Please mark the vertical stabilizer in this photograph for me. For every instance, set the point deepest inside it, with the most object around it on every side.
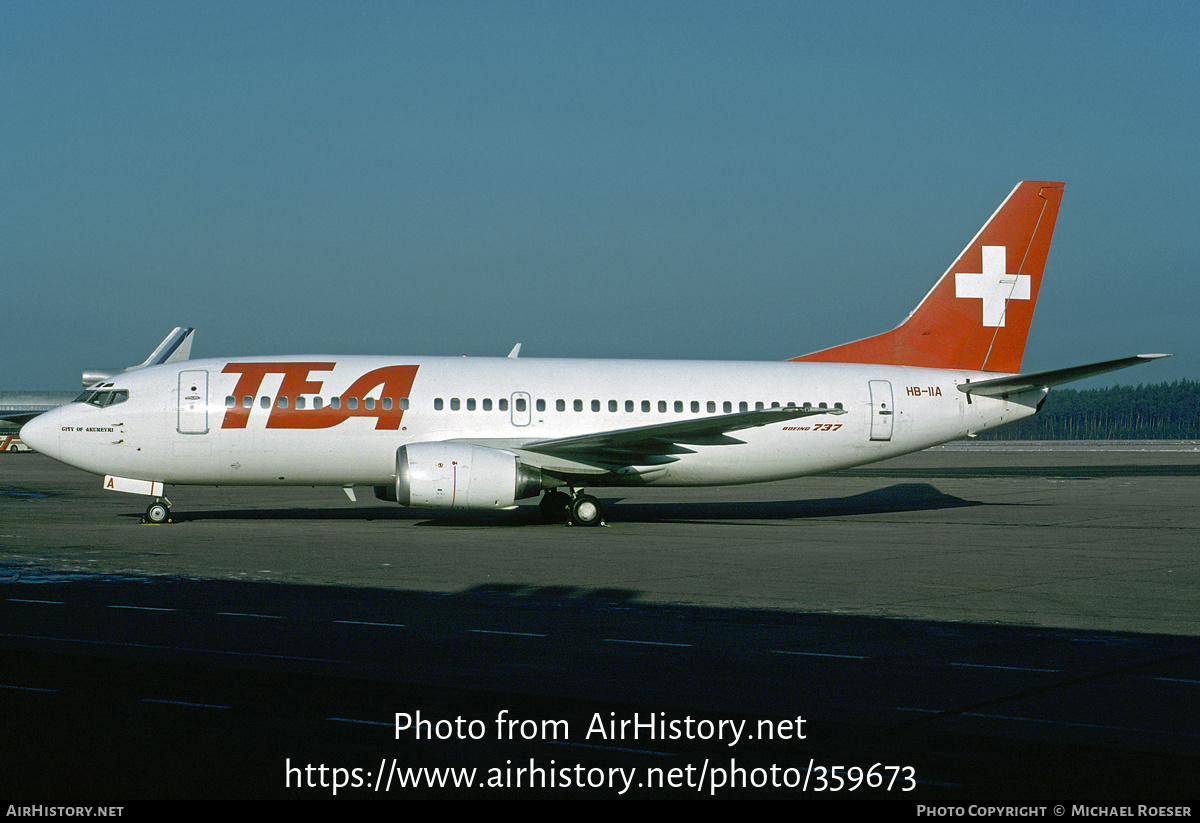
(978, 314)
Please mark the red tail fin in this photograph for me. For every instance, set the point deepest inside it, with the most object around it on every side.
(978, 314)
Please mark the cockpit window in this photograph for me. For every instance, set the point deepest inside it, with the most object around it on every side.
(103, 398)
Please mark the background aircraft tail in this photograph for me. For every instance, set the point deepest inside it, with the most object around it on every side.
(977, 317)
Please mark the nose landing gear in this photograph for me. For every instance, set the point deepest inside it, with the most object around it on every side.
(157, 511)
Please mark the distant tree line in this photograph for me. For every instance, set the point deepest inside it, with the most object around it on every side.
(1158, 412)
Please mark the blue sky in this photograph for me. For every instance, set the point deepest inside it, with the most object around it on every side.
(707, 180)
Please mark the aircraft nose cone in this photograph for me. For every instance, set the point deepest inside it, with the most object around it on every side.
(42, 433)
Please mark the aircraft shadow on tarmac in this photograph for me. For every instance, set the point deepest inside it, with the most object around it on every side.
(897, 498)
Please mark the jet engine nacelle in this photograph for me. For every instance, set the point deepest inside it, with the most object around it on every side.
(460, 475)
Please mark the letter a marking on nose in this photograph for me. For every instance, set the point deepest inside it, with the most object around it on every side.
(993, 286)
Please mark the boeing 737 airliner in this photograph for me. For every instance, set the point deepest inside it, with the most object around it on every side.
(486, 432)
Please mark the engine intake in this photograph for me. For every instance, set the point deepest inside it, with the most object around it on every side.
(460, 475)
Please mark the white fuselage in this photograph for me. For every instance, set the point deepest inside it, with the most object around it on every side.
(273, 420)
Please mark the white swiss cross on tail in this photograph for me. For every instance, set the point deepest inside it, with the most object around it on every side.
(995, 287)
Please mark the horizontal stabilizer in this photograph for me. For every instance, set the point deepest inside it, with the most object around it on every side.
(1015, 384)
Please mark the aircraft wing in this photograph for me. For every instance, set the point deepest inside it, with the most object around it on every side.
(1015, 384)
(657, 444)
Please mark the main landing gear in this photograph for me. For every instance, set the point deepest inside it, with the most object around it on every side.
(157, 511)
(577, 509)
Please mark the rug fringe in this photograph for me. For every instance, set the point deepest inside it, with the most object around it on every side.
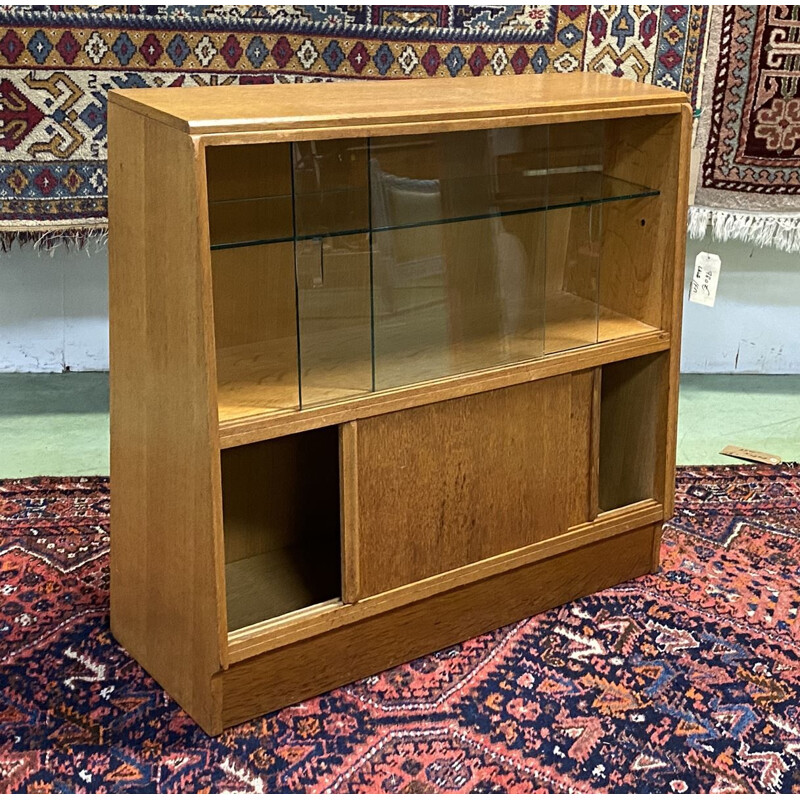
(76, 239)
(763, 229)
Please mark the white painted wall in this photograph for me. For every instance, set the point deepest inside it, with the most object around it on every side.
(754, 326)
(53, 312)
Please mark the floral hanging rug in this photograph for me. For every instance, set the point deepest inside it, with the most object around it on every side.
(747, 148)
(57, 64)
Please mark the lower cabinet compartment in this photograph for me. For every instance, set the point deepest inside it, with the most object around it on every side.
(633, 419)
(440, 486)
(280, 503)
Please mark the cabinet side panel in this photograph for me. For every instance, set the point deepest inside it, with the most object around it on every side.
(643, 264)
(165, 508)
(639, 254)
(452, 483)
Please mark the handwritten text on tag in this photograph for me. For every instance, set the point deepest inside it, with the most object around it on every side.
(705, 278)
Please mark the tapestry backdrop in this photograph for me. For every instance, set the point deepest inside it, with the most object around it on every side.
(748, 143)
(58, 62)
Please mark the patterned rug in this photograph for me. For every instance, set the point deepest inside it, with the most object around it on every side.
(57, 64)
(748, 140)
(688, 680)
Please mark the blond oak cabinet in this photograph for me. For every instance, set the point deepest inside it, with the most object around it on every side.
(392, 364)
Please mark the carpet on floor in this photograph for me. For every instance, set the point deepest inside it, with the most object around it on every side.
(687, 680)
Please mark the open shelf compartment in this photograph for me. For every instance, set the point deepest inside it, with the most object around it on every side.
(350, 266)
(633, 419)
(280, 503)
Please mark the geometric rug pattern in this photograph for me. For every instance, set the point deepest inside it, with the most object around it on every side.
(687, 680)
(57, 64)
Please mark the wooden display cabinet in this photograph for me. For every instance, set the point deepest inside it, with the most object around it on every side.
(392, 364)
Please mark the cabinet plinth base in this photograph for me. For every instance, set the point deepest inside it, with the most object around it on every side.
(310, 667)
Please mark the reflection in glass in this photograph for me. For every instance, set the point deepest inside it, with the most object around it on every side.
(342, 267)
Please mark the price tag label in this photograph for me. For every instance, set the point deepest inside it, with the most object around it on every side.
(705, 278)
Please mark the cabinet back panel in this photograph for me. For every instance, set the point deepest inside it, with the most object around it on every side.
(281, 491)
(280, 503)
(451, 483)
(249, 192)
(633, 419)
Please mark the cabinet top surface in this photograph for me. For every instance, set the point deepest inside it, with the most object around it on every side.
(348, 104)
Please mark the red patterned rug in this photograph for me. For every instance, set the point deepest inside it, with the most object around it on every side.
(57, 64)
(688, 680)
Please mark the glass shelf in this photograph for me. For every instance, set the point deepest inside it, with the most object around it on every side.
(527, 194)
(346, 267)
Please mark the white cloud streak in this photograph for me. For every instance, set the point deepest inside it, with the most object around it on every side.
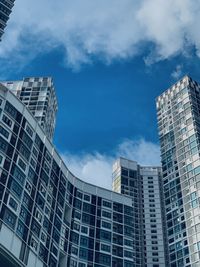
(96, 168)
(106, 29)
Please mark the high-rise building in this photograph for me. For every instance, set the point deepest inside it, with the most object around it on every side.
(48, 217)
(178, 110)
(144, 186)
(38, 94)
(5, 10)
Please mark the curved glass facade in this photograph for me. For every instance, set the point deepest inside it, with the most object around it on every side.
(48, 217)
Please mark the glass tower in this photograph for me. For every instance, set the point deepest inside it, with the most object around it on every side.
(38, 94)
(143, 185)
(178, 110)
(48, 217)
(5, 10)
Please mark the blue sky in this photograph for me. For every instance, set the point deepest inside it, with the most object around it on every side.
(109, 61)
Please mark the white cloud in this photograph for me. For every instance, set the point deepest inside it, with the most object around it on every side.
(178, 72)
(96, 168)
(107, 29)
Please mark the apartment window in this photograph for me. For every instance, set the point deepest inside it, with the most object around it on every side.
(9, 218)
(7, 121)
(4, 132)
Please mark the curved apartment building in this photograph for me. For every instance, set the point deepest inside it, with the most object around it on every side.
(5, 10)
(48, 217)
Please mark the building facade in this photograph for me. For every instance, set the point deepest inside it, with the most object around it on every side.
(5, 10)
(48, 217)
(178, 111)
(38, 94)
(143, 185)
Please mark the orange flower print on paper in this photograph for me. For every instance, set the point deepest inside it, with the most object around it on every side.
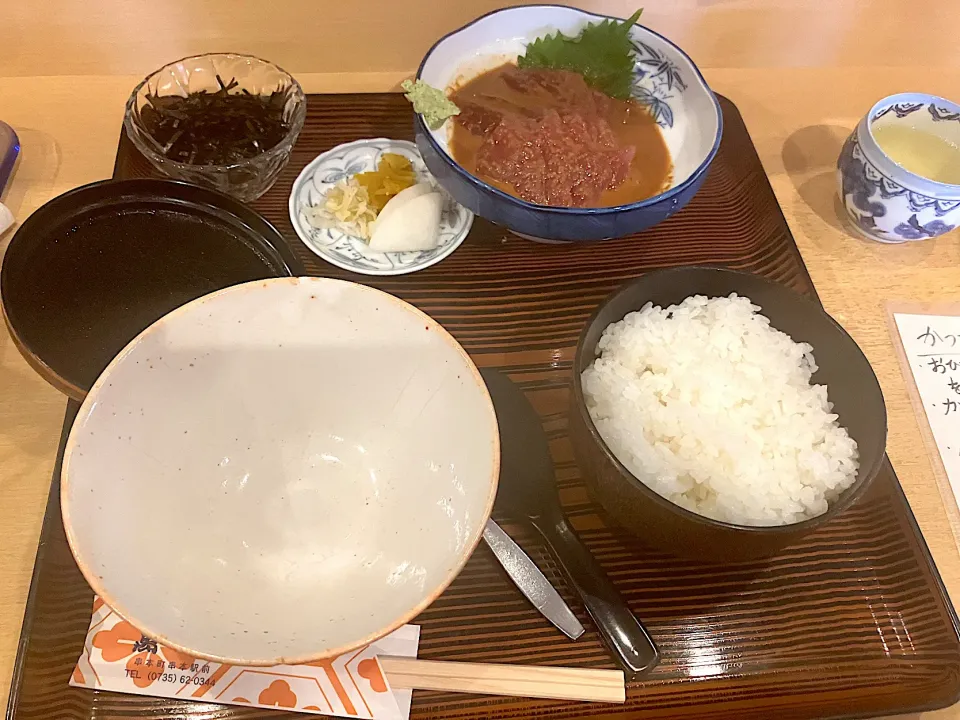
(279, 694)
(370, 671)
(144, 656)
--- --- ---
▸ **AIM OF THE EXERCISE**: Transcribe every one of the lines above verbatim, from the first through the last, and omit the pictures.

▸ **THE RESPONSE**:
Please mark the vertical stabilizer in this photograph for me. For every instance, set the point deepest inside it, with the most object around it on every side.
(978, 314)
Please mark the red tail fin in this photograph for me. For every instance, set the point deepest inside it, with the most object around it on every side.
(978, 314)
Please mark the cockpit window in this photograph for me. For every instance, set the point deepest inside it, with the most object around it on every side.
(103, 398)
Please mark the background aircraft tail in this photograph for me. For every instance, set the point deepest inside it, with the most object around it on every side.
(977, 317)
Please mark the nose landing gear in this photograph for me. For every instance, set the point deepest inside it, with the most object around it on every side.
(157, 511)
Please mark the distant tree line in this photograph for me. For every instance, set the point deepest inside it, with the most object around it on every side.
(1158, 412)
Please mark the blue sky in this photograph for me. For every instance, set the point deepest inside it, with the most object around it on every side.
(707, 180)
Please mark the aircraft nose cone in this photograph for me. For every instance, set the point deepest inside it, with the most object around it on every side.
(42, 433)
Please mark the aircraft shadow on tarmac in this photograph for me. For every instance, set the point deepest inside it, with the most object around it on every side.
(897, 498)
Please mark the jet engine nacelle in this photograph for me. For every instance, set the point deepest inside it, with the most object around it on every side.
(460, 475)
Please mark the letter a marking on nose in this photograph for me. For every instance, set the point deepest inside it, with the most object around it on every side.
(993, 286)
Please mark the boeing 737 airliner in this photograph for me. For every instance, set the point deepest inside it, with the most object around it on every side.
(486, 432)
Please mark the engine intake in this photograph for me. For every instance, set the point deepest inside it, with the most object around it on every side.
(460, 475)
Please mark the white fuselage in this photograph for me. For every instance, set the point deepest inside it, with the most object around it on every side.
(273, 420)
Please mark the white swiss cross on tail in this photograph for me. For every instance, set the point deepest inside it, with the most object around it on every side.
(995, 287)
Please mark the horizontal stabilizer in this photograph for me. For every instance, set the point deepest inside it, with the most object around it on every side.
(1015, 384)
Please mark the aircraft wing in this photograph for me. For every instance, set the point deepest inside it, with the most object around it on every side.
(1015, 384)
(657, 444)
Please mark the main landing gear in this photograph for me. For every instance, set the point deepest inside it, with the most object around it on every side.
(157, 511)
(577, 509)
Please mark the rug fringe in this photograph for me. For every instance, set the point deepest inside it, with the most object around it on every side.
(76, 239)
(763, 229)
Please mark the white painted wall in this photograph for me. For every instance, set the point deepest inside it, with the most object around it on every side.
(754, 326)
(53, 312)
Please mark the floral hanging rug in this photograph for me. For every instance, set the point deepest inside it, with the most object around it on every side.
(747, 148)
(57, 64)
Please mark the lower cabinet compartment in this photograph for me. For every instance, set the point deepest inside it, with the most object around it on every side.
(633, 419)
(440, 486)
(280, 503)
Please mark the cabinet side panel in this photograph for me. For every instance, set the point deepest inside it, with the most object around it on every side.
(643, 264)
(165, 508)
(639, 254)
(452, 483)
Please mark the handwritten text on tag in this photograph for me. For every instance, set the point deepest inside it, with the most object around it on every side.
(705, 278)
Please mark the tapestry backdrop in this photograph for me. For every instance, set the point deepest inside it, with the most object around it on every side.
(748, 143)
(58, 62)
Please mark the patterned rug in this photograph for me. For every instance, set the point deepest inside it, with the most object around it on every side.
(57, 64)
(748, 140)
(688, 680)
Please mark the blond oak cabinet in this photograph for me. For every instance, set the point deepest inside it, with the most object around it on every side.
(392, 364)
Please mark the carpet on floor in this photograph for me. For every instance, set the point deepest inside it, with the most object around it on every side.
(687, 680)
Please mark the open shelf compartment in this photograph for me. For every instance, set the point deepest inside it, with the most object around it on every side.
(350, 266)
(633, 419)
(280, 503)
Please mark the geometric rug pattern in this photograph for me. For every instance, set the point deepest inside it, with the most object around it on every side.
(687, 680)
(57, 64)
Please mark the wooden display cabinet in this photograph for me. For every instance, set the point deepest inside it, with the most object around it on every side.
(392, 364)
Please mark the cabinet plinth base in this photograph for me. For every instance, set the point deepest inside it, with the most object around it on every side.
(310, 667)
Please mark the reflection in glass in this photograph for me. For every instance, set the point deepest inside it, with the most object around it on every side.
(342, 267)
Please mark the price tag label in this photograph for me. For every instance, set the point deepest inside it, with the most object around it on every side.
(705, 278)
Please mark the cabinet back panel in this photograph for me. For every instance, set the point deepest inside it, with the most object around it on every side.
(281, 491)
(280, 503)
(451, 483)
(249, 192)
(633, 419)
Please mark the cabinet top surface in this photograph for me. For every instance, set the point deepest inside it, with the most object around it on every side.
(348, 104)
Please mark the red patterned rug in this photograph for me. For every instance, set the point deepest inside it, with the most object around it on every side.
(57, 64)
(688, 680)
Please mark the glass shelf in this photograph for me. For every instance, set the point deepest inside it, with the most object around it on every side.
(527, 194)
(346, 267)
Please mark the white cloud streak in this photograph for me. For every instance, set the point deepest inside it, with the most object around it on every side.
(96, 168)
(106, 29)
Please mark the high-rise building in this photograph for me. For every instance, set the point deepest inside it, with the most object around it on every side.
(48, 217)
(178, 110)
(144, 186)
(38, 94)
(5, 10)
Please mark the curved glass facade in this photograph for me. For every instance, set the point deepest inside it, with the most object around it on every side.
(48, 217)
Please mark the glass tower in this photograph for me. For every instance, set the point deepest inside it, with the most object around it on every side.
(38, 94)
(143, 185)
(178, 110)
(48, 217)
(5, 10)
Please mark the blue sky in this photograph for me. For every instance, set the point deepest inside it, with the most object around it on every side.
(109, 61)
Please mark the white cloud in this photograph for me. For every instance, set the point deepest inside it, with the most object around it on every side.
(178, 72)
(96, 168)
(107, 29)
Please mark the apartment window in this photograph for me. For every instance, set the point deepest inside it, with the most object around it on every side.
(9, 218)
(7, 121)
(4, 132)
Please mark the curved apartment building in this photograph for me. For every instance, set the point deepest inside it, with the most object around it on every side.
(5, 10)
(48, 217)
Please mark the building facade in this photograph for me. For every instance, set the point deepest inside it, with the most object around it on every side.
(5, 10)
(48, 217)
(178, 111)
(38, 94)
(143, 185)
Please mark the orange flower print on paper in this photograph for me. For every instance, set the point deepest inside it, with the most object around it on every side.
(279, 694)
(370, 671)
(144, 656)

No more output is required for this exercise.